● TASK DATA:
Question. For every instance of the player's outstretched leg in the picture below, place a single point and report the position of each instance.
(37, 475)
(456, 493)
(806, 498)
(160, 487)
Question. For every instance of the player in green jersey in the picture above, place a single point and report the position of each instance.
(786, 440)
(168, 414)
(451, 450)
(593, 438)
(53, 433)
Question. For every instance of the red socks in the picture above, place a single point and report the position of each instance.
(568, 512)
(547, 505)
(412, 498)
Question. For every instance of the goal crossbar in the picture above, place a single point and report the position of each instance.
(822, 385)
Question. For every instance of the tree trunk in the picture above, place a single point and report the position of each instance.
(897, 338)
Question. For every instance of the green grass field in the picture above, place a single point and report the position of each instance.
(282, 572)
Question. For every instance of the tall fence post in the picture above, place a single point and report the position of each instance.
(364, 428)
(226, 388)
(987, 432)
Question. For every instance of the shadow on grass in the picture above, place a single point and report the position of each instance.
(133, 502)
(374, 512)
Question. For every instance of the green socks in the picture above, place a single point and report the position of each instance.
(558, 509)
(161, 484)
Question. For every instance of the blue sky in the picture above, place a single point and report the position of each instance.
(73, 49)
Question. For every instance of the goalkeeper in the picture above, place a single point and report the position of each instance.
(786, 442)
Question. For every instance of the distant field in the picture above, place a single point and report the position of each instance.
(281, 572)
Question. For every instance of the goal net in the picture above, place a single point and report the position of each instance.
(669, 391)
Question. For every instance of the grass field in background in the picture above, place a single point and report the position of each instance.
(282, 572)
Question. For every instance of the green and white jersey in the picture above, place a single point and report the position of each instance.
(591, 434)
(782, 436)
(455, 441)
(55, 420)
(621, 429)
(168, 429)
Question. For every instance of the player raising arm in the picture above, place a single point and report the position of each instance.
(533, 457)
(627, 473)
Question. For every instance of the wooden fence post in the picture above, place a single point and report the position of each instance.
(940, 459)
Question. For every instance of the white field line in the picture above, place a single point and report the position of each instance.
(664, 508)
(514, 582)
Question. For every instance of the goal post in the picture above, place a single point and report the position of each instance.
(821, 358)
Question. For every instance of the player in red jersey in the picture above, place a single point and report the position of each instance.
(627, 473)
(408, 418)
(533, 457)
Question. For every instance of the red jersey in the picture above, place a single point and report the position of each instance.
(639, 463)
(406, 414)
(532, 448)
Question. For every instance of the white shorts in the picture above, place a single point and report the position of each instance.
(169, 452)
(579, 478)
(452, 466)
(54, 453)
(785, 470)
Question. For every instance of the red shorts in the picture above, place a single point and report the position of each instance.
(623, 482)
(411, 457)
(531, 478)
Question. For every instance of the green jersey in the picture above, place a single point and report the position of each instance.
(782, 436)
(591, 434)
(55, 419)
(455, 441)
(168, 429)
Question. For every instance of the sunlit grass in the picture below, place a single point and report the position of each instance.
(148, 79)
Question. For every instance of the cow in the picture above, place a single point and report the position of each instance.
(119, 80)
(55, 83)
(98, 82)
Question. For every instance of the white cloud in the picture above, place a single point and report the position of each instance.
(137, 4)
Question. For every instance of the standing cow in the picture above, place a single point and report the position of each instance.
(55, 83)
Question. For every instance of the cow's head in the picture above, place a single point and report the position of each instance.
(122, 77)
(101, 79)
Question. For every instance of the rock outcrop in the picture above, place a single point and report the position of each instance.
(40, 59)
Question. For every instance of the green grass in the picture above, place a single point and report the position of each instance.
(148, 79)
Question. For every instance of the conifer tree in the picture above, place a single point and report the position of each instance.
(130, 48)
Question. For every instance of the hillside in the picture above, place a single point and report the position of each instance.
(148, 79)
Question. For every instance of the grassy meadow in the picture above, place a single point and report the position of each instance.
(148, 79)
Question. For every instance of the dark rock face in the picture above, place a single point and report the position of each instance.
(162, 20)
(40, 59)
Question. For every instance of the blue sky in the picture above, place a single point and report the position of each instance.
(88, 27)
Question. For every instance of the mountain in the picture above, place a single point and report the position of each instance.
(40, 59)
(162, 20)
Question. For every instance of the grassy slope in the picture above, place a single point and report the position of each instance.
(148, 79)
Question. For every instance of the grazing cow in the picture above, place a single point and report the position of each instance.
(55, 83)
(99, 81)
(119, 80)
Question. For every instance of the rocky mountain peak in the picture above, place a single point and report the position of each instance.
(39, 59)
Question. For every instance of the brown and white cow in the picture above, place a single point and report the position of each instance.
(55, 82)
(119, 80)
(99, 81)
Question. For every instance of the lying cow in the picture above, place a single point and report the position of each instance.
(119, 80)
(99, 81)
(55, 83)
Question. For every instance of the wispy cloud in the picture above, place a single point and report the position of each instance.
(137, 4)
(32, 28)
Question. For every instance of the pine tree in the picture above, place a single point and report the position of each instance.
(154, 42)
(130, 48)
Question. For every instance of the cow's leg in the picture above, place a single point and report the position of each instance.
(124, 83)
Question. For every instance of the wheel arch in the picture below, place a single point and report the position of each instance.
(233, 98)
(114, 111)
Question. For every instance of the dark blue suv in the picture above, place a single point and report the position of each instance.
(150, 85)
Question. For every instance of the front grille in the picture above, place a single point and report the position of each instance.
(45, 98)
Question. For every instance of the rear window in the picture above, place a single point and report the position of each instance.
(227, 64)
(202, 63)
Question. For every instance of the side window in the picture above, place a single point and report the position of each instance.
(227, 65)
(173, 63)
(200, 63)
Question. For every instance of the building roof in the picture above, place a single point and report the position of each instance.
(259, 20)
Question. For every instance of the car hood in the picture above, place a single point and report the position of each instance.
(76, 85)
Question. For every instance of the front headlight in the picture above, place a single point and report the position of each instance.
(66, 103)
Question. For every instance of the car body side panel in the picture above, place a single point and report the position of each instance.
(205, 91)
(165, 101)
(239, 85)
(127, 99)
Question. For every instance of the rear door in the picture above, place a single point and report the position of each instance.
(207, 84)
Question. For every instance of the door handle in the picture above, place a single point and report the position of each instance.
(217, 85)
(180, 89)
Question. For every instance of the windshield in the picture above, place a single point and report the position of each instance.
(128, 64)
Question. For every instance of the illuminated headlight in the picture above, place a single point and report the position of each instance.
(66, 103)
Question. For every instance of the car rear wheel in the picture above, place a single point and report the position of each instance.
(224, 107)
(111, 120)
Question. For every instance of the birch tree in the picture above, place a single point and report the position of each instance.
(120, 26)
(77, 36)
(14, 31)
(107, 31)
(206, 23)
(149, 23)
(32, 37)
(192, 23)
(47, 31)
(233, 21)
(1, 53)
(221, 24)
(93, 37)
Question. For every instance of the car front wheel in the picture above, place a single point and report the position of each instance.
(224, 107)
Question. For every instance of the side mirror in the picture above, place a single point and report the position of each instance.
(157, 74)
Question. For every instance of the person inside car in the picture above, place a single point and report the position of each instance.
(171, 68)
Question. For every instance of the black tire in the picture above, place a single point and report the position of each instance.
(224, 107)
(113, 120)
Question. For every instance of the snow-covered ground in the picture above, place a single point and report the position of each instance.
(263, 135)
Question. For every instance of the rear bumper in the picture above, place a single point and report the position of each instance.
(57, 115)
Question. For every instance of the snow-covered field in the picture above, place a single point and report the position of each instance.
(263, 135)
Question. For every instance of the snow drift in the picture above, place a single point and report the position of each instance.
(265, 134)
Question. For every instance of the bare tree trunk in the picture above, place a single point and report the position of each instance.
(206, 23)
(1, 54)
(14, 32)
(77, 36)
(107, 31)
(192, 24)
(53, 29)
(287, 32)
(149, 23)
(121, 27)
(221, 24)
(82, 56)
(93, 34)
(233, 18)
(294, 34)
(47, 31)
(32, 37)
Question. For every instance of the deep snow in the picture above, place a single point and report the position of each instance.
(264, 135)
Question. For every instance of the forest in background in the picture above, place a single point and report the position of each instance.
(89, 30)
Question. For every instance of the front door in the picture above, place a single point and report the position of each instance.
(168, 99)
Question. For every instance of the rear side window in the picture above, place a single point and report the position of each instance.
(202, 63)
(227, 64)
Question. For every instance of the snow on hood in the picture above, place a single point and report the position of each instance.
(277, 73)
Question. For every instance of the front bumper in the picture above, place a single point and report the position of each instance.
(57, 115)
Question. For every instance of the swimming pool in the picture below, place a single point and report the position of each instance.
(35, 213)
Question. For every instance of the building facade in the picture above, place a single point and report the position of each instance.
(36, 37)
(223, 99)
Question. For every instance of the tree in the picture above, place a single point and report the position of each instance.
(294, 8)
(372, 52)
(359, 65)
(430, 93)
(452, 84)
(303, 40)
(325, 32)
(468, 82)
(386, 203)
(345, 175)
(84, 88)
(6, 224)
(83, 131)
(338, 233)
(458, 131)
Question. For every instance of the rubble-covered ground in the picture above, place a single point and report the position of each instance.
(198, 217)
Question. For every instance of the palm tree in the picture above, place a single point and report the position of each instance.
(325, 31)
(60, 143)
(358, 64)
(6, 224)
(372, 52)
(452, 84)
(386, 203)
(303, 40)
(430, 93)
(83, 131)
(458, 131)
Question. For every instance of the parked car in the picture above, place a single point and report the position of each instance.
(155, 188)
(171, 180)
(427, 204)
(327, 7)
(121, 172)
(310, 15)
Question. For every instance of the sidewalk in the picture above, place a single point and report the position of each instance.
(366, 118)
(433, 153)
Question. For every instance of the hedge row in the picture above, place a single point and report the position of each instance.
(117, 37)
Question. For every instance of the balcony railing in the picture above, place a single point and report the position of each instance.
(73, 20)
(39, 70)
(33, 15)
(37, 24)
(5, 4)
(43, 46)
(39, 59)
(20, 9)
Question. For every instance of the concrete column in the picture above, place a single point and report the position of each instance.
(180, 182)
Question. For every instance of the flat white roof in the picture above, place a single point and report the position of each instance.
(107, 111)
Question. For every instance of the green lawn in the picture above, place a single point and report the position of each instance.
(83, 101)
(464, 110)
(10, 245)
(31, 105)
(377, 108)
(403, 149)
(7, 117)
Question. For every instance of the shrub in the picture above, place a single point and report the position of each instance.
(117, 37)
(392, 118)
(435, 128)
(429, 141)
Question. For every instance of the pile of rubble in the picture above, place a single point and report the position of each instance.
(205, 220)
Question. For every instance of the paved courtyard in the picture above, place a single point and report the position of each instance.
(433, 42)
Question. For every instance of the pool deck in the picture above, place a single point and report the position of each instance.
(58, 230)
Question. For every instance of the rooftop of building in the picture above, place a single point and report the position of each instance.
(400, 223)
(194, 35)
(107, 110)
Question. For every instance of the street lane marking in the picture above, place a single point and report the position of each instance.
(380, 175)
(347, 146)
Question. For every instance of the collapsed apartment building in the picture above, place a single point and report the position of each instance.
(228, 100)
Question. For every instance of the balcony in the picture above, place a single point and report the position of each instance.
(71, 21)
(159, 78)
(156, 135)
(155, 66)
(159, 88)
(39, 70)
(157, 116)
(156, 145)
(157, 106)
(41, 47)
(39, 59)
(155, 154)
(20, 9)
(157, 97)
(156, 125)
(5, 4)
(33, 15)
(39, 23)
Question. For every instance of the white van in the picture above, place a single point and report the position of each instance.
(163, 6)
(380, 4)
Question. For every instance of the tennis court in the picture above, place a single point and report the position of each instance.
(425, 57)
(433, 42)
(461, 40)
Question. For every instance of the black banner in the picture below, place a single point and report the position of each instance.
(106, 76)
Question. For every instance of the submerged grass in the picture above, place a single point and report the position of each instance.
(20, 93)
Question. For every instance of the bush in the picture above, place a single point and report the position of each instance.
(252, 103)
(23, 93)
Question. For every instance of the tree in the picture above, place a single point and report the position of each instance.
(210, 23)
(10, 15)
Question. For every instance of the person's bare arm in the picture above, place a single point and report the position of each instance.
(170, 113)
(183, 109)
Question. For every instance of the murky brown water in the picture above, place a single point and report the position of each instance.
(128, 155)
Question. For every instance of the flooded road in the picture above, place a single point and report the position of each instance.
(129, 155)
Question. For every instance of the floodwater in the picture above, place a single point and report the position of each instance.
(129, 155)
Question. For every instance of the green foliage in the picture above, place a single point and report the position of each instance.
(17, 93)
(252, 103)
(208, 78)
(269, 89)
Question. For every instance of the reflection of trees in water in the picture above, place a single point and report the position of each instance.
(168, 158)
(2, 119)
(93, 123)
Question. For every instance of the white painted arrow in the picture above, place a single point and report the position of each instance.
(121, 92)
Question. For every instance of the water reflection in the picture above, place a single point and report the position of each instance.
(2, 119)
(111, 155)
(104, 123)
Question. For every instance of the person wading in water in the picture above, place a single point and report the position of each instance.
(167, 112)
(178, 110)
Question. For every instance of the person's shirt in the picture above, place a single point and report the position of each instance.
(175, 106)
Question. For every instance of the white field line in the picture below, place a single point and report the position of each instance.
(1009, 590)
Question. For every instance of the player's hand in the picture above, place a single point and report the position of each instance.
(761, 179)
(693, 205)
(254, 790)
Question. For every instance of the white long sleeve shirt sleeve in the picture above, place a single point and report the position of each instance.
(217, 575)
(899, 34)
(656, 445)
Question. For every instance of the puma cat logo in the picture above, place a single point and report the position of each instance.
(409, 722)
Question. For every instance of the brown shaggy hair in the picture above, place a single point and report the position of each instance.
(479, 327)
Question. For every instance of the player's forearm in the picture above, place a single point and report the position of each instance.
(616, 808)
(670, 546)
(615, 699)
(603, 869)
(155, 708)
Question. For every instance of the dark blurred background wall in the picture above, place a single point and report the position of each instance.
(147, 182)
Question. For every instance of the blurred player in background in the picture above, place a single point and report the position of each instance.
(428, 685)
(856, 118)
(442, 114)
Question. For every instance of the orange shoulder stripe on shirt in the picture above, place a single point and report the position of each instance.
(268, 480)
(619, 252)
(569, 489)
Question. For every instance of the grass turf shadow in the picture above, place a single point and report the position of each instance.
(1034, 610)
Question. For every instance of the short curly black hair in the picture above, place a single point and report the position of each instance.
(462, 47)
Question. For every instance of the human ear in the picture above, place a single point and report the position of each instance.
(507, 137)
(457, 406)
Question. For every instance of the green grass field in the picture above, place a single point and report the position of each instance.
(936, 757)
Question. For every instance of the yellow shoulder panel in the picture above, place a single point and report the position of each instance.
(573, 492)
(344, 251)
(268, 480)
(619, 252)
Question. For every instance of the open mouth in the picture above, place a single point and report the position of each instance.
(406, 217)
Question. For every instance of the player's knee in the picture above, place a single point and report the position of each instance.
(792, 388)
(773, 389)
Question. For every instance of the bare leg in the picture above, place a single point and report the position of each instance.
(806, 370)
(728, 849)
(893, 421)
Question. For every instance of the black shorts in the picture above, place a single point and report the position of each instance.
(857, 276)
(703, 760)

● TASK DESCRIPTION: Repeat exactly, and only, the lines from the one containing "Question. For every instance of the open" through the end of the material.

● THE OUTPUT:
Question. For every instance of the open mouth in the picture above, place a single point and report the position of each instance.
(406, 217)
Question. For every instance of the player's knee in the picture above, place a single point and report the position of each instance.
(792, 388)
(773, 389)
Question. For every instance of the bare leg in the picture above, place a single point and report the position of each instance.
(806, 370)
(728, 849)
(893, 421)
Question. For every instance of the black shorts in the picture above, place a single point and report the position of each instance.
(857, 276)
(703, 760)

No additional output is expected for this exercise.